TASK ITEM: The required output holds only the lines from the one containing "Target: black dog" through the end of the material below, copied exactly, please, with no pictures.

INPUT MATERIAL:
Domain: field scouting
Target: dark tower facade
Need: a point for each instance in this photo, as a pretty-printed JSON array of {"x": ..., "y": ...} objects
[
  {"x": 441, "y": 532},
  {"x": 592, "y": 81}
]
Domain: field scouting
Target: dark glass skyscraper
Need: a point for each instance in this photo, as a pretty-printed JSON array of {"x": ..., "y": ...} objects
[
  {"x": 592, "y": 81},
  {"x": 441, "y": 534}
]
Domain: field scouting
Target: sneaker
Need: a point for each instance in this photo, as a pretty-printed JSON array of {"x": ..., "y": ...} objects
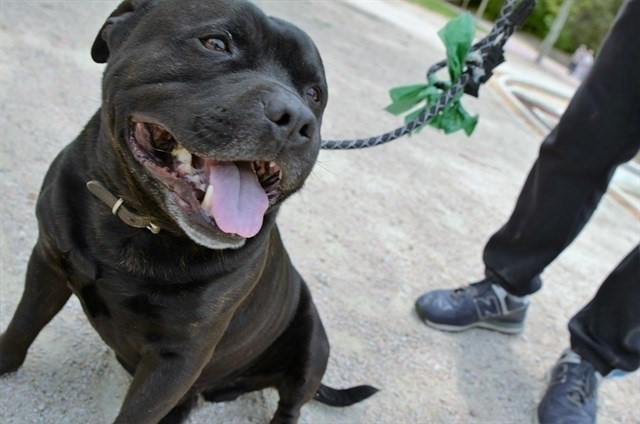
[
  {"x": 572, "y": 392},
  {"x": 479, "y": 305}
]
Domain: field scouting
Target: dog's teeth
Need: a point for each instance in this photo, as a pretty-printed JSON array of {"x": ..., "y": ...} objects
[
  {"x": 181, "y": 154},
  {"x": 208, "y": 198}
]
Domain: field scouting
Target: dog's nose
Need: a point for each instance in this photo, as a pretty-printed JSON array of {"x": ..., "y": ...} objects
[{"x": 290, "y": 118}]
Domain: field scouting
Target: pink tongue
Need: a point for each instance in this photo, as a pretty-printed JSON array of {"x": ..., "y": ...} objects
[{"x": 239, "y": 202}]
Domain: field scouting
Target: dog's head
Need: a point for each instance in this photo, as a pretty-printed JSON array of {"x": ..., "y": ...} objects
[{"x": 214, "y": 107}]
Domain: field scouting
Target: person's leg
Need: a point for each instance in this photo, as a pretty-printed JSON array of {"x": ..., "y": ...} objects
[
  {"x": 599, "y": 130},
  {"x": 606, "y": 332},
  {"x": 605, "y": 335}
]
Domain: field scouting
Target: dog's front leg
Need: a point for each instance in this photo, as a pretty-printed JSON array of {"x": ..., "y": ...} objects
[
  {"x": 164, "y": 376},
  {"x": 45, "y": 293}
]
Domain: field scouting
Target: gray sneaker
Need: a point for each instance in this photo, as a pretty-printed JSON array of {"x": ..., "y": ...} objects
[
  {"x": 479, "y": 305},
  {"x": 572, "y": 392}
]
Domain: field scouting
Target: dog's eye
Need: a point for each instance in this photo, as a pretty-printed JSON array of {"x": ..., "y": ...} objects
[
  {"x": 217, "y": 44},
  {"x": 315, "y": 93}
]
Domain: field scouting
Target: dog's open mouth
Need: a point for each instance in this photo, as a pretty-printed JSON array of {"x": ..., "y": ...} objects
[{"x": 233, "y": 195}]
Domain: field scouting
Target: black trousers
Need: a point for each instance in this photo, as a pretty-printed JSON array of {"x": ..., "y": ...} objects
[{"x": 599, "y": 131}]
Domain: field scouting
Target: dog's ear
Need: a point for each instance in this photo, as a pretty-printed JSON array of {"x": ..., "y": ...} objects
[{"x": 114, "y": 29}]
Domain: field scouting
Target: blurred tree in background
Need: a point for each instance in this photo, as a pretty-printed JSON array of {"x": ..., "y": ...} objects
[{"x": 588, "y": 23}]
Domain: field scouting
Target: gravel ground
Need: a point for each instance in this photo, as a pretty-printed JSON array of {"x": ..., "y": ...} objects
[{"x": 370, "y": 232}]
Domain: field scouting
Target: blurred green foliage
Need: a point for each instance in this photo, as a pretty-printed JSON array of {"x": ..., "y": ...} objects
[{"x": 588, "y": 23}]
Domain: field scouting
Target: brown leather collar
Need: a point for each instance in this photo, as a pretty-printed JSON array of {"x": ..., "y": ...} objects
[{"x": 119, "y": 209}]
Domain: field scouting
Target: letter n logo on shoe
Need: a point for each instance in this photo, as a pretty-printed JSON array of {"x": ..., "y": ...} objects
[{"x": 487, "y": 307}]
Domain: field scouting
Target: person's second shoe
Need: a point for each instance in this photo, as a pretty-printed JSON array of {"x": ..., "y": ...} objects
[
  {"x": 483, "y": 304},
  {"x": 572, "y": 392}
]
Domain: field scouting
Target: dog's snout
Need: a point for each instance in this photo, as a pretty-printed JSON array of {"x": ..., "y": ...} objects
[{"x": 290, "y": 118}]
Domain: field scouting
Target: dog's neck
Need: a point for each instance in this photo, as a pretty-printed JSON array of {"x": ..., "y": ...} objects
[{"x": 119, "y": 209}]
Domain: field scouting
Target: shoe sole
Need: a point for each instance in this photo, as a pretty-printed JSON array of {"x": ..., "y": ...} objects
[{"x": 501, "y": 327}]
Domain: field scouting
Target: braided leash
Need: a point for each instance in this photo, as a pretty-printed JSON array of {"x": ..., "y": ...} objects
[{"x": 484, "y": 56}]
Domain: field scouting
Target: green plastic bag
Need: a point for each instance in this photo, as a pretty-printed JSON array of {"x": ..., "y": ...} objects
[{"x": 457, "y": 37}]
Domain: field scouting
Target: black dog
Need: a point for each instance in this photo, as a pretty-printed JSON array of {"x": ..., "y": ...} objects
[{"x": 210, "y": 118}]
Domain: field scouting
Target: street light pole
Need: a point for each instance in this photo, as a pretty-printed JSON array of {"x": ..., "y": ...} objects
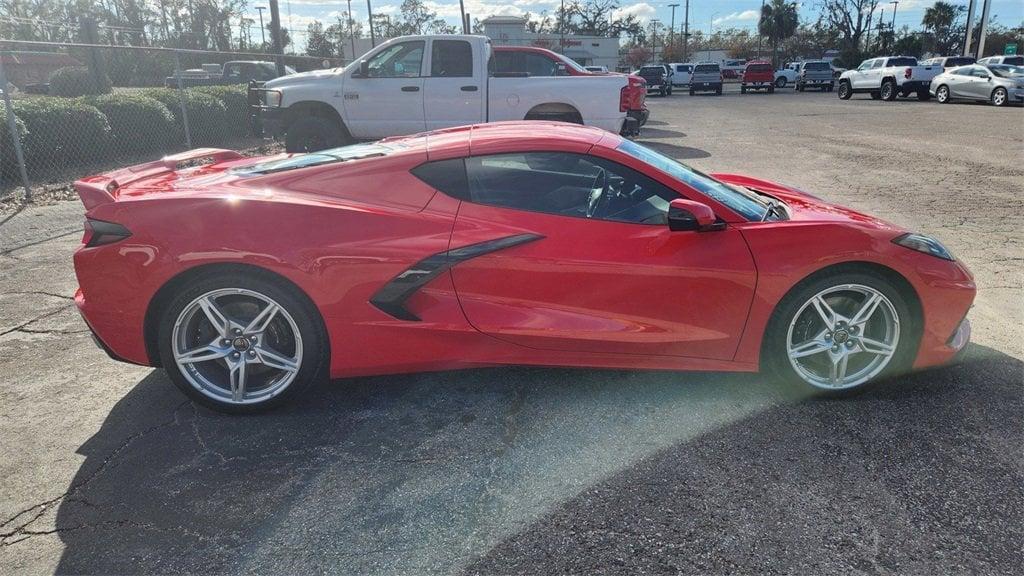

FINISHED TASK:
Target: black dog
Need: a point for each instance in this photo, as a pretty-printed JSON array of {"x": ..., "y": ...} objects
[{"x": 210, "y": 118}]
Domain: field scouting
Target: street light pole
Need: a point for each instance in this photo, as a pretty-printed JSON array of {"x": ..., "y": ...} objects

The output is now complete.